→ INFORMATION:
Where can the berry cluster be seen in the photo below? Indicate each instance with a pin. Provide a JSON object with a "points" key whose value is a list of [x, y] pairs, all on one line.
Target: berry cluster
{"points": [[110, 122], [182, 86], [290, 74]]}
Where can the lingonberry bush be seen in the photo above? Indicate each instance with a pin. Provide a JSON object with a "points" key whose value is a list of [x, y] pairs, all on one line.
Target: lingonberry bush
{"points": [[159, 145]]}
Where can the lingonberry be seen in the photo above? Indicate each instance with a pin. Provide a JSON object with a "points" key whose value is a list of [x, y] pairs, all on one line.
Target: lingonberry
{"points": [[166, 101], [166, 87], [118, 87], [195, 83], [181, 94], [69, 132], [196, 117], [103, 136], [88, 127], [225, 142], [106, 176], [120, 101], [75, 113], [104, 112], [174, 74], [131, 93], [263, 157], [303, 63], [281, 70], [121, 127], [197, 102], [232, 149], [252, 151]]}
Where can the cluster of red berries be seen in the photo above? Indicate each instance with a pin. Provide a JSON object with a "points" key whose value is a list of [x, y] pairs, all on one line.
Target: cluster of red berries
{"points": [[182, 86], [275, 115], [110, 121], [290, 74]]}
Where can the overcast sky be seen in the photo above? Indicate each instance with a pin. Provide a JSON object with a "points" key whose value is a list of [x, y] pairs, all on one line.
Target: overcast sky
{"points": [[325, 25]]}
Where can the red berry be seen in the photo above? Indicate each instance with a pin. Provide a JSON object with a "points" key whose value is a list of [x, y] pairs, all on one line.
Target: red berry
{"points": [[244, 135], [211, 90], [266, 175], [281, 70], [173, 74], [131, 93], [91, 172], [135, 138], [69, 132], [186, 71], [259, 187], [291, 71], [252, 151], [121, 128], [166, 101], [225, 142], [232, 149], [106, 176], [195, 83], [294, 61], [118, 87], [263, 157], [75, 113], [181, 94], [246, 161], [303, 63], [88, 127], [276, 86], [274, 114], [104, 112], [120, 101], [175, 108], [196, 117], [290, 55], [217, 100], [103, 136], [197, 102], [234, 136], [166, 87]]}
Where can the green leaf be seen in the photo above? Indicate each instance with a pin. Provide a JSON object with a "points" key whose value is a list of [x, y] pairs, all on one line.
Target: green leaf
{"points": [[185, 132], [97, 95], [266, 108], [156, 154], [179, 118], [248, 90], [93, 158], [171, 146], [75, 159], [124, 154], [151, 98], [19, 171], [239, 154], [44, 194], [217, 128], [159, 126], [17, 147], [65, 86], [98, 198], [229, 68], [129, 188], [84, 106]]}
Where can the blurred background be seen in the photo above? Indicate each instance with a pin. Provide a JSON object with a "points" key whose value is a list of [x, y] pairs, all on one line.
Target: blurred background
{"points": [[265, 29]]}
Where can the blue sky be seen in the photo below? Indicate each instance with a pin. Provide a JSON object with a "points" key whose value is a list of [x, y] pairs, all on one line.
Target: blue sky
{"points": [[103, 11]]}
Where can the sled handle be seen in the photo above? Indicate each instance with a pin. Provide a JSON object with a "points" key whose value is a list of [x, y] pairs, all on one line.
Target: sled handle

→ PROBLEM DESCRIPTION: Copy out the range of lines above starting at the line with "Where can the lingonberry bush" and ending at the line with "Where can the lingonberry be", exactly and including both.

→ RESULT BELOW:
Where can the lingonberry bush be seen in the photo above? Indicate each instance with a pin. Provide a JSON object with a "points" key whose value is a list of [x, y] pairs, all on one line.
Target: lingonberry bush
{"points": [[159, 145]]}
Where can the lingonberry be seen in the photo above? Indicate each instance with a pin. Provide a JSON object with a "points" key whose value is a list of [x, y] pairs, all on one line.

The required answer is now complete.